- **Data listing**:
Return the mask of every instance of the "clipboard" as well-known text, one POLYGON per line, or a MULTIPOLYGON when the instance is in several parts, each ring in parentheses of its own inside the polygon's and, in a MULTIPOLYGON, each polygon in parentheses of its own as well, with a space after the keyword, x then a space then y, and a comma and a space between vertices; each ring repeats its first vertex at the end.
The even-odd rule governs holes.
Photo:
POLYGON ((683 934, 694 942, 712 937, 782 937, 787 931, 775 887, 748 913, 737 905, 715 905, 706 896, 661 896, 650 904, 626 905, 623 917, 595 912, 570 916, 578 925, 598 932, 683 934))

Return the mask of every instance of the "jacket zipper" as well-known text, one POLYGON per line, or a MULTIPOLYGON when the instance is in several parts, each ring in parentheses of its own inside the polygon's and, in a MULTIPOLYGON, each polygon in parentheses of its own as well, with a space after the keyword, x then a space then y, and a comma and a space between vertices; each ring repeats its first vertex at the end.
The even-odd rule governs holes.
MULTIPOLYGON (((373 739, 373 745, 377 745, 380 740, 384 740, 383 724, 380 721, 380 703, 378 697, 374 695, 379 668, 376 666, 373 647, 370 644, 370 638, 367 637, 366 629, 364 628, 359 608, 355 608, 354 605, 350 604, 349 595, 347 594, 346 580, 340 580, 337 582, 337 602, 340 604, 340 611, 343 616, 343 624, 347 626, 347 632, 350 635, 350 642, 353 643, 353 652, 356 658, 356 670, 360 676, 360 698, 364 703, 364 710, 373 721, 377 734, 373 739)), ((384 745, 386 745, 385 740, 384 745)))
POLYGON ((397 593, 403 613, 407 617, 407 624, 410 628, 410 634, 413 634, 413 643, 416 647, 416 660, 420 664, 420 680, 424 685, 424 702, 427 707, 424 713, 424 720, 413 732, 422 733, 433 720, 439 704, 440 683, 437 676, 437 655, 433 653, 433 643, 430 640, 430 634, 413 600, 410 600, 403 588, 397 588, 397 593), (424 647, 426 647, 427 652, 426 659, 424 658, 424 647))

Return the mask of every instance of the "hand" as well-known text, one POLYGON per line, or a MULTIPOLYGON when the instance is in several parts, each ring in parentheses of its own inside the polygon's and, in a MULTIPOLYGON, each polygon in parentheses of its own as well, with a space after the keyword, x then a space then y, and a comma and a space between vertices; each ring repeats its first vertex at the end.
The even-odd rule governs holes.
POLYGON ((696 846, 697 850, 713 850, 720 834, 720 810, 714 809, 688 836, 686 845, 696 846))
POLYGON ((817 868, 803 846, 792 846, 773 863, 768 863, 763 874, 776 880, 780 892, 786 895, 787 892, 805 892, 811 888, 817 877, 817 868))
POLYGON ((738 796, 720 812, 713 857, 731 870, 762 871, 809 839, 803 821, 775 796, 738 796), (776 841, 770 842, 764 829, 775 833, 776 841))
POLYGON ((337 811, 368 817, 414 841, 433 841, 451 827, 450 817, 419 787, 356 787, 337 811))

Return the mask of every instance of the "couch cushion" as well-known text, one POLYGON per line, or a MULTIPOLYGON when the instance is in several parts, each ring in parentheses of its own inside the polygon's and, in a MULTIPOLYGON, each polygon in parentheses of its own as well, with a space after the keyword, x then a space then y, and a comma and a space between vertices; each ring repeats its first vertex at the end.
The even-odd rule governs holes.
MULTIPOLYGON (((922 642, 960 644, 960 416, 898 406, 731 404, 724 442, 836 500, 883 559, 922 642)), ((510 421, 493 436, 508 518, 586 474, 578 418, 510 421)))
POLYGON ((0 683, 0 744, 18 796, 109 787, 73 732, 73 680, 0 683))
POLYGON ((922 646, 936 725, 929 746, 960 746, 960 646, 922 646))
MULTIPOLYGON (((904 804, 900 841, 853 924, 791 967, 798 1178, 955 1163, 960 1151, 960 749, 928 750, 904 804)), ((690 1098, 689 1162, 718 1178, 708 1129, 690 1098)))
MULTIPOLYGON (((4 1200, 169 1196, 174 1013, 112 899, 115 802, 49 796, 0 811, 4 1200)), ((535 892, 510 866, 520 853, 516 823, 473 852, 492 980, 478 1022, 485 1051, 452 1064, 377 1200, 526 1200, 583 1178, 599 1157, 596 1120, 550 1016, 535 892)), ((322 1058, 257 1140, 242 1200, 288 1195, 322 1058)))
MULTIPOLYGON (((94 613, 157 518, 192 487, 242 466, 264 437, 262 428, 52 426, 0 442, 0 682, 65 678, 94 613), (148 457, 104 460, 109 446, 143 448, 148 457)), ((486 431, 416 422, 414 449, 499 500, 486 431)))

- **Goal**:
Format every line of the records above as a numbered list, leaving out the blank lines.

- **Solved exercise**:
1. Return the mask of every instance of the "clipboard" as well-known text, one POLYGON per line, or a MULTIPOLYGON when the instance is in several parts, each ring in parentheses of its own inside the polygon's and, in a MULTIPOLYGON, each polygon in parentheses of its own as well, with a space after the keyword, x then a space then y, and a comma and a space between vertices; each ring repeats its first vertex at the end.
2. The even-odd rule governs holes.
3. Photo:
4. POLYGON ((683 934, 694 942, 712 937, 782 937, 787 931, 775 887, 748 913, 737 905, 715 905, 706 896, 661 896, 650 904, 626 905, 623 917, 595 912, 570 916, 578 925, 598 932, 683 934))
5. Return the mask of every instance of the "jacket zipper" as well-known text, one POLYGON per line, or a MULTIPOLYGON when the instance is in several parts, each ring in parentheses of its own inside the polygon's and, in a MULTIPOLYGON, each polygon in parentheses of its own as well, with a space after the keyword, x then a space then y, and a comma and a space between vertices; each ring repeats its first vertex at the end.
6. The even-odd rule governs holes.
7. MULTIPOLYGON (((373 739, 373 745, 377 745, 380 740, 384 740, 383 724, 380 721, 380 703, 378 697, 374 695, 379 668, 376 666, 373 647, 370 644, 370 638, 367 637, 366 629, 364 628, 359 608, 355 608, 354 605, 350 604, 349 595, 347 594, 346 580, 340 580, 337 582, 337 602, 340 604, 340 611, 343 616, 343 624, 347 626, 347 632, 350 635, 350 642, 353 643, 353 652, 356 658, 356 670, 360 676, 360 698, 364 703, 364 710, 373 721, 377 734, 373 739)), ((384 745, 386 745, 385 740, 384 745)))
8. POLYGON ((397 593, 403 613, 407 617, 407 624, 410 628, 410 634, 413 634, 413 643, 416 647, 416 660, 420 664, 420 680, 424 685, 424 702, 427 707, 424 713, 424 720, 413 732, 422 733, 433 720, 439 704, 440 683, 437 676, 437 655, 433 653, 433 643, 430 640, 430 634, 413 600, 410 600, 403 588, 397 588, 397 593), (424 647, 426 647, 427 652, 426 659, 424 658, 424 647))
9. Return the mask of every instance of the "hand" as well-known text, one POLYGON per line, or a MULTIPOLYGON when the instance is in several parts, each ring in parentheses of its own inside the polygon's and, in a MULTIPOLYGON, each polygon in parentheses of its own as well, with a space after the keyword, x then a space then y, and a comma and a space between vertices; each ring repeats its first vertex at the end.
10. The even-odd rule governs holes.
11. POLYGON ((696 846, 697 850, 713 850, 720 834, 720 810, 714 809, 688 836, 686 845, 696 846))
12. POLYGON ((817 868, 803 846, 792 846, 773 863, 768 863, 763 874, 776 880, 780 892, 786 895, 787 892, 805 892, 811 888, 817 877, 817 868))
13. POLYGON ((738 796, 720 812, 713 857, 731 870, 762 871, 809 839, 803 821, 775 796, 738 796), (776 841, 770 842, 764 829, 775 833, 776 841))
14. POLYGON ((337 811, 368 817, 414 841, 433 841, 451 827, 450 817, 419 787, 356 787, 337 811))
15. Return the mask of every instance of the "couch cushion" as well-known text, one POLYGON per line, or a MULTIPOLYGON when the instance is in several parts, each ring in parentheses of its own inside the polygon's and, in a MULTIPOLYGON, each polygon in parentheses of its own as well, with a space after the keyword, x then a space then y, and a comma and a space between vertices; each ring repeats its first vertex at the end.
16. The even-odd rule governs holes.
17. MULTIPOLYGON (((922 642, 960 644, 960 416, 898 406, 731 404, 724 442, 836 500, 883 559, 922 642)), ((510 421, 493 436, 508 518, 586 474, 578 418, 510 421)))
18. POLYGON ((0 683, 0 744, 18 796, 109 787, 73 732, 73 680, 0 683))
19. POLYGON ((922 646, 936 725, 929 746, 960 746, 960 646, 922 646))
20. MULTIPOLYGON (((904 804, 900 841, 853 924, 791 967, 798 1178, 955 1163, 960 1151, 960 749, 928 750, 904 804)), ((690 1098, 689 1162, 718 1178, 708 1129, 690 1098)))
21. MULTIPOLYGON (((4 1200, 169 1196, 174 1013, 112 899, 115 802, 49 796, 0 811, 4 1200)), ((535 892, 510 866, 520 853, 516 823, 473 852, 492 980, 478 1022, 485 1051, 452 1064, 377 1200, 526 1200, 583 1178, 599 1157, 596 1120, 550 1016, 535 892)), ((322 1058, 257 1140, 242 1200, 288 1195, 322 1058)))
22. MULTIPOLYGON (((94 613, 157 518, 192 487, 242 466, 264 437, 262 428, 52 426, 0 442, 0 682, 65 678, 94 613), (148 457, 104 460, 109 446, 143 448, 148 457)), ((486 431, 416 422, 414 449, 499 500, 486 431)))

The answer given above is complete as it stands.